EXERCISE 1. In the text on converting PyTorch models to TensorFlow, what tool is offered as one solution for deploying models built with PyTorch?

TEXT TO READ.

Making your PyTorch models work in environments with only TensorFlow

Converting a Simple Deep Learning Model from PyTorch to TensorFlow

Reference: https://towardsdatascience.com/applied-deep-learning-part-1-artificial-neural-networks-d7834f67a4f6

Introduction

TensorFlow and PyTorch are two of the more popular frameworks out there for deep learning. There are people who prefer TensorFlow for support in terms of deployment, and there are those who prefer PyTorch because of the flexibility in model building and training without the difficulties faced in using TensorFlow. The downside of using PyTorch is that the model built and trained using this framework cannot be deployed into production. (Update in Dec 2019: It is claimed that later versions of PyTorch have better support for deployment, but I believe that is something else to be explored). To address the issue of deploying models built using PyTorch, one solution is to use ONNX (Open Neural Network Exchange).

As explained in ONNX’s About page, ONNX is like a bridge that links the various deep learning frameworks together. To this end, the ONNX tool enables conversion of models from one framework to another. Up to the time of this writing, ONNX is limited to simpler model structures, but there may be further additions later on. This article will illustrate how a simple deep learning model can be converted from PyTorch to TensorFlow.

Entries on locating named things

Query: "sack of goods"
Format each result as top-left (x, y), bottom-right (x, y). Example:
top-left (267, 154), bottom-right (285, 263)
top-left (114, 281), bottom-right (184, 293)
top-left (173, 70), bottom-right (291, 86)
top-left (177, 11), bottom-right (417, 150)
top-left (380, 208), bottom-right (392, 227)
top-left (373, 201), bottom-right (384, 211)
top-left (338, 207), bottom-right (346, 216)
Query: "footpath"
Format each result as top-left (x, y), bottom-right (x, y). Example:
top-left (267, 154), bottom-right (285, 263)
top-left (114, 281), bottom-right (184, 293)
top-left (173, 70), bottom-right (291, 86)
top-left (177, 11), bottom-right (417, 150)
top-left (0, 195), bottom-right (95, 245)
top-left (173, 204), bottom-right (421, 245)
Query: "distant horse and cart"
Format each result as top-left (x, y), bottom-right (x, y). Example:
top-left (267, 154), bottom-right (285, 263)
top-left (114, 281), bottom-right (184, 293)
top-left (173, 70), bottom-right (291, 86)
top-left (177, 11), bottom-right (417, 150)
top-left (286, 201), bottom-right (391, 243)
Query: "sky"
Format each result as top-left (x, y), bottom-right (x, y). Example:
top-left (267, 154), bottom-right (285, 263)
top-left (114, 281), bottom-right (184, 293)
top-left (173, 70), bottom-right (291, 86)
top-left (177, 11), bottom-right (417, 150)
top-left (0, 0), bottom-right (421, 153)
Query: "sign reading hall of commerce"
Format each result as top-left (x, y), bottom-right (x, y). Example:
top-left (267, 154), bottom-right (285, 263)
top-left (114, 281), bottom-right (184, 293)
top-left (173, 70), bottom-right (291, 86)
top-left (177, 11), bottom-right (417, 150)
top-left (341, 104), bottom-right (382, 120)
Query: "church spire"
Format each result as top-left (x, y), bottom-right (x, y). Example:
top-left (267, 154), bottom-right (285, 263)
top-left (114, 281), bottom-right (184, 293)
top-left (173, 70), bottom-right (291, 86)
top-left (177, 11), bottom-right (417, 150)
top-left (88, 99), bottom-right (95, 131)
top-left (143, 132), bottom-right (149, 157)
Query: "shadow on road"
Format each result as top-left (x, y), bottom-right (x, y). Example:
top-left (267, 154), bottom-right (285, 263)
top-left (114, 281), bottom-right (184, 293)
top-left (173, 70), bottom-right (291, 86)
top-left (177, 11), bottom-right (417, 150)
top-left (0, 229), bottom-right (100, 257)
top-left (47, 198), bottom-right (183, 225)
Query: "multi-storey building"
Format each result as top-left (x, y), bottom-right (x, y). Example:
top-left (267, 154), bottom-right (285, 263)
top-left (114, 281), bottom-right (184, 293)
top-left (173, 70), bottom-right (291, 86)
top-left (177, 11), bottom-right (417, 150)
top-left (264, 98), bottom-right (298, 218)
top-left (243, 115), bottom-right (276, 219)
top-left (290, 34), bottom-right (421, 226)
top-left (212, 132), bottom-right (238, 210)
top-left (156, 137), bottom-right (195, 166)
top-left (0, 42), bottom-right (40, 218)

EXERCISE 2. Select every line of the entries that contains the string "Query", matching case exactly.

TASK ANSWER 1. ONNX (Open Neural Network Exchange).

TASK ANSWER 2.
Query: "sack of goods"
Query: "footpath"
Query: "distant horse and cart"
Query: "sky"
Query: "sign reading hall of commerce"
Query: "church spire"
Query: "shadow on road"
Query: "multi-storey building"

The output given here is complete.